___ Source excerpt ___

The community is working on translating this tutorial into Japanese, but it seems that no one has started the translation process for this article yet. If you can help us, then please click "More info".
Speech recognition (making WPF listen)
In the previous article we discussed how we could transform text into spoken words, using the SpeechSynthesizer class. In this article we'll go the other way around, by turning spoken words into text. To do that, we'll be using the SpeechRecognition class, which resides in the System.Speech assembly. This assembly is not a part of your solutions by default, but we can easily add it. Depending on which version of Visual Studio you use, the process looks something like this:
With that taken care of, let's start out with an extremely simple speech recognition example:
<Window x:Class="WpfTutorialSamples.Audio_and_Video.SpeechRecognitionTextSample"

___

Problems to solve ▸
[1] Extract the passage from the speech recognition tutorial between "The community is" and "(making WPF listen)", inclusive.
[2] Translate this sentence from the speech recognition tutorial into Spanish: "This assembly is not a part of your solutions by default, but we can easily add it."
The items after the speech recognition tutorial are separate material.

___ Record list ___

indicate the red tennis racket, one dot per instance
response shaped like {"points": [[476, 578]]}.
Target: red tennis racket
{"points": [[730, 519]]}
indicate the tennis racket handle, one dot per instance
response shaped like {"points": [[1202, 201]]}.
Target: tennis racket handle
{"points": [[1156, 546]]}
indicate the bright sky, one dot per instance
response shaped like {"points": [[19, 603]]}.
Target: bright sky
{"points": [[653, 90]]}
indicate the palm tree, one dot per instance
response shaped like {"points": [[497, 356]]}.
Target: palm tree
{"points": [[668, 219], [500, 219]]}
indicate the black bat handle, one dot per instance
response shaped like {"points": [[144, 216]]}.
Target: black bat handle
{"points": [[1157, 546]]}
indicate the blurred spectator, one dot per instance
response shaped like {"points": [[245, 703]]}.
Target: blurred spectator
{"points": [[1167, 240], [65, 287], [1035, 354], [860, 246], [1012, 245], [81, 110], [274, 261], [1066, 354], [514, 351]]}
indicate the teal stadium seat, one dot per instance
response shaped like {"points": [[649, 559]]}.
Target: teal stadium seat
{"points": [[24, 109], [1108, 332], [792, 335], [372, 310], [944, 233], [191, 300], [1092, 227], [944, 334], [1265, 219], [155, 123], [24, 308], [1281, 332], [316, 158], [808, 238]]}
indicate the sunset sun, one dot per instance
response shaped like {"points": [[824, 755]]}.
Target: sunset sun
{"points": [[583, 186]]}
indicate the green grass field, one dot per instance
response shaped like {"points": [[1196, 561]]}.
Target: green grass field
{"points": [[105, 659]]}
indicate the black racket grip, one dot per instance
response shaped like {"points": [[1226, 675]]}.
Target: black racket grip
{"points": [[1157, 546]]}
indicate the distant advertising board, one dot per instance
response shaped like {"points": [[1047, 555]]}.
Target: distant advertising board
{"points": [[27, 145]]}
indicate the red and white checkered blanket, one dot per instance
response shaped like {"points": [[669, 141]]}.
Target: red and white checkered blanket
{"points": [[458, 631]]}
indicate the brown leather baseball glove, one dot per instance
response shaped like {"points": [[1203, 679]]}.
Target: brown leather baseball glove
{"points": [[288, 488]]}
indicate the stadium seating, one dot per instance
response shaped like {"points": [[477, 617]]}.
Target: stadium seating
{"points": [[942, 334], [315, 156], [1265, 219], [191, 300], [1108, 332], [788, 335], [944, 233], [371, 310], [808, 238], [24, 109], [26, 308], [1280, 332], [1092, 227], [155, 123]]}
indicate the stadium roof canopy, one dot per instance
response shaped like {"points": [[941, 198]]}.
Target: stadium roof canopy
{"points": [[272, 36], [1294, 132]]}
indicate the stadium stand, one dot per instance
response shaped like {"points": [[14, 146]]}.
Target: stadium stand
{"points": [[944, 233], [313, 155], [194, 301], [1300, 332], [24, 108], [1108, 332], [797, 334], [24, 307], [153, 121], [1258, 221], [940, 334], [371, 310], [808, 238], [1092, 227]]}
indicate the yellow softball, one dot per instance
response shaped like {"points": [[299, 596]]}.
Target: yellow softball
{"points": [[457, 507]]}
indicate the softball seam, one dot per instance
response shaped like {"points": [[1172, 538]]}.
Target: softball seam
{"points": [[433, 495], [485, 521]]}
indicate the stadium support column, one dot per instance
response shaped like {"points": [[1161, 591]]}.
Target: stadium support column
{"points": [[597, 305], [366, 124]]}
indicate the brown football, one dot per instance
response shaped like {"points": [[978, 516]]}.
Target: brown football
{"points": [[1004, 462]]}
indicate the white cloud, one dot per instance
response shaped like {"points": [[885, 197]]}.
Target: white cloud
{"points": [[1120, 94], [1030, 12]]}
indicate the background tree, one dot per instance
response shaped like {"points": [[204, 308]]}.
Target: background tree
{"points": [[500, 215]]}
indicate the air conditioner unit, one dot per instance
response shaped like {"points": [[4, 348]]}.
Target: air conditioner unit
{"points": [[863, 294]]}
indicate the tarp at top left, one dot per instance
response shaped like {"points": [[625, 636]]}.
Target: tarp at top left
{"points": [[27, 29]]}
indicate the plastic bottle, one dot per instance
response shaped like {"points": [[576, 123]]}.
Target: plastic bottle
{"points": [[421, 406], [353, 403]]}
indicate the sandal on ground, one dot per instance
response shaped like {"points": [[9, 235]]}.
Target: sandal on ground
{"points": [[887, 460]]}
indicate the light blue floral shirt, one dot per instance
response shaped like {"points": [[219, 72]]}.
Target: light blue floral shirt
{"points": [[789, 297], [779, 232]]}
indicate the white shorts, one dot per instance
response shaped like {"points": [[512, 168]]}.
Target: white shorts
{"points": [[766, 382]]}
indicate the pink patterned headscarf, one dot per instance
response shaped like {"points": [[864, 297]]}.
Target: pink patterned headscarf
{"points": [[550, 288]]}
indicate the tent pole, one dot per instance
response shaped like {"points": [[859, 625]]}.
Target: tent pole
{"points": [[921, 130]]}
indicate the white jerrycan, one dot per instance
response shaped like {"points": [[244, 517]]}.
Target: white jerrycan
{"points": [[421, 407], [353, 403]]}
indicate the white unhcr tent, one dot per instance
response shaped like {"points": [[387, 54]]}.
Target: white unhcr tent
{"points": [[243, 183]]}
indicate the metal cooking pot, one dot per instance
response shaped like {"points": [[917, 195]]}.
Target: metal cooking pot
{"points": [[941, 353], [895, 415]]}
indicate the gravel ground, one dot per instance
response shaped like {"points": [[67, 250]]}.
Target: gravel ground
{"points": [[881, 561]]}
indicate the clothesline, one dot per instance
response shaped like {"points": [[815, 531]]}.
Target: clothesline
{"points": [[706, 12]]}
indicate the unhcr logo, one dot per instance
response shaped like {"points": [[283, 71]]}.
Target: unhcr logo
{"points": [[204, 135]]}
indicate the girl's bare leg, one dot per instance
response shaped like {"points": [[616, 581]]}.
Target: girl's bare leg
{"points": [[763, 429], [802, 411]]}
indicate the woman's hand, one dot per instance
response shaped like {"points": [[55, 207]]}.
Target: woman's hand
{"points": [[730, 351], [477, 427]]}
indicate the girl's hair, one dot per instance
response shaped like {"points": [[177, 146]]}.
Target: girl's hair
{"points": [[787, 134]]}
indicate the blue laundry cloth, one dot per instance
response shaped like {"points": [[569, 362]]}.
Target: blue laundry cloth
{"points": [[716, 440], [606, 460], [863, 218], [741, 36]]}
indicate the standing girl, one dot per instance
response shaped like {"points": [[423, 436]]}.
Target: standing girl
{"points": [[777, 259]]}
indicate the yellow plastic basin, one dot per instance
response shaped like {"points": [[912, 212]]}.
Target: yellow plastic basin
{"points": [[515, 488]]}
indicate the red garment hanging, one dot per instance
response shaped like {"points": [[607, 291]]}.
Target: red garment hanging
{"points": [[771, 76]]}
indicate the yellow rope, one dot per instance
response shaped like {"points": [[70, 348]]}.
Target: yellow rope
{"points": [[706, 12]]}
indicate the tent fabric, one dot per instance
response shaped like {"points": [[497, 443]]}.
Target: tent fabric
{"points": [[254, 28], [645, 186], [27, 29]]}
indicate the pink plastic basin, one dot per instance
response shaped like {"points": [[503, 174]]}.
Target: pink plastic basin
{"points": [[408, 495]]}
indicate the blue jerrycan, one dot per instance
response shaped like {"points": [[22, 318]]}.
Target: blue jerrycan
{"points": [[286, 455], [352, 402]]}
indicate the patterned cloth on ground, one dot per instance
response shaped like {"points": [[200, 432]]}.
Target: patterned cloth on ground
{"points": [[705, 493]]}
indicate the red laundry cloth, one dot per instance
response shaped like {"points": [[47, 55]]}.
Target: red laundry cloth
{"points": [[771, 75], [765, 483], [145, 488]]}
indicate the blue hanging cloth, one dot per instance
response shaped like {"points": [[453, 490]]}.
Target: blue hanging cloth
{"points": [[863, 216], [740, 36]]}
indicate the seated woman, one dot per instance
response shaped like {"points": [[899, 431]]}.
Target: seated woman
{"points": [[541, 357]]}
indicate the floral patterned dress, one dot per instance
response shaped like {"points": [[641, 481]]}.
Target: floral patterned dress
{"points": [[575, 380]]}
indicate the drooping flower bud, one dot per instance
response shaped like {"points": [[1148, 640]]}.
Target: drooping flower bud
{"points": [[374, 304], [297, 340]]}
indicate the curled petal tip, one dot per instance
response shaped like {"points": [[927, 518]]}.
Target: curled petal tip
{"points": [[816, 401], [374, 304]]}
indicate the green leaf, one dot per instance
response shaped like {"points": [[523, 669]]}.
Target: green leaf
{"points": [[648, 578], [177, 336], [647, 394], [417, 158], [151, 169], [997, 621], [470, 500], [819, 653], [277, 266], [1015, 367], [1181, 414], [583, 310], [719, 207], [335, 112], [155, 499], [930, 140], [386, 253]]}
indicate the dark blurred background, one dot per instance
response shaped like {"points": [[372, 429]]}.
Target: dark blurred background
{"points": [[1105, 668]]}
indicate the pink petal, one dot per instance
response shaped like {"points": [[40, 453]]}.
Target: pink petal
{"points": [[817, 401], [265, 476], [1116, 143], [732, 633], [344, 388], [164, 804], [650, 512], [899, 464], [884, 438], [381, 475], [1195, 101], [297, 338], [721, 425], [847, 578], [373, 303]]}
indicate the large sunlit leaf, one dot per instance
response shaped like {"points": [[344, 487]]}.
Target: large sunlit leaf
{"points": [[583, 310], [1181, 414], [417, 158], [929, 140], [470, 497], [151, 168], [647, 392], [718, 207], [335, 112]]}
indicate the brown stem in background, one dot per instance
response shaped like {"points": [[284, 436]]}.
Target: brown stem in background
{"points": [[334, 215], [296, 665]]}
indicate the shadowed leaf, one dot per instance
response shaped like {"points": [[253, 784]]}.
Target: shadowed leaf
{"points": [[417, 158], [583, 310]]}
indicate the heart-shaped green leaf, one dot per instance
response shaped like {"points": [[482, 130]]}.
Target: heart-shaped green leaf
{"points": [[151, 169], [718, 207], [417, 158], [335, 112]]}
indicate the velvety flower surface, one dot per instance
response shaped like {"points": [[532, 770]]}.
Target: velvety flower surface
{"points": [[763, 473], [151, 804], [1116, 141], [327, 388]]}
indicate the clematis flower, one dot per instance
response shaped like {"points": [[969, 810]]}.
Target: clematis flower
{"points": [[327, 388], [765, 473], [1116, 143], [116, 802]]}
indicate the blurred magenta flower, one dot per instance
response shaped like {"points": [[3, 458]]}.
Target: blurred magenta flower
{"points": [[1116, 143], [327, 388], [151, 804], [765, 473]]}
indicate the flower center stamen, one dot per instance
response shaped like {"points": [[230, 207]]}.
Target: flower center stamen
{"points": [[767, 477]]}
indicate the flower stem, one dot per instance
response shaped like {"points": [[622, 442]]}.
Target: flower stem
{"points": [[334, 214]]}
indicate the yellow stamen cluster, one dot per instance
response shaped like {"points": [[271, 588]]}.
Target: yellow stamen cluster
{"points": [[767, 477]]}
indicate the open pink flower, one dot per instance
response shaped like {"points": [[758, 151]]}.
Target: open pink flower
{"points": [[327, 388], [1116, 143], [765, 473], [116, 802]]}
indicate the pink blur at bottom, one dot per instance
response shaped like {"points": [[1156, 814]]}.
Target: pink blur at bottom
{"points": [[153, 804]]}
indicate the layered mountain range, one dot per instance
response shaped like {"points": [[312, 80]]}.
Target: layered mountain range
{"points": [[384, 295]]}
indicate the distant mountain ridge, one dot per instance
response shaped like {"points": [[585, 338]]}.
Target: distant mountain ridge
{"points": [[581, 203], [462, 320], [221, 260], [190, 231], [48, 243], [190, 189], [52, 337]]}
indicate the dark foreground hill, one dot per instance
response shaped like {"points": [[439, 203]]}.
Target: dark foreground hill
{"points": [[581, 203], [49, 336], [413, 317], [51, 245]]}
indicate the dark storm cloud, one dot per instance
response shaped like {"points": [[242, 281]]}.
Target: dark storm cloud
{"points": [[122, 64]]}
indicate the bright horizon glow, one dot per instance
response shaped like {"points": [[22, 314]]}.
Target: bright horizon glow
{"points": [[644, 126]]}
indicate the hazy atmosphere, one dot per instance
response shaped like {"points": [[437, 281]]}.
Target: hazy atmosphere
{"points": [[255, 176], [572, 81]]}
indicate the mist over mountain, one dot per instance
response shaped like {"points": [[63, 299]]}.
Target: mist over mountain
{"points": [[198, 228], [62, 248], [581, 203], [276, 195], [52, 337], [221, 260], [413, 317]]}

___

In response ▸
[1]
The community is working on translating this tutorial into Japanese, but it seems that no one has started the translation process for this article yet. If you can help us, then please click "More info".
Speech recognition (making WPF listen)

[2] Este ensamblado no forma parte de sus soluciones de forma predeterminada, pero podemos agregarlo fácilmente.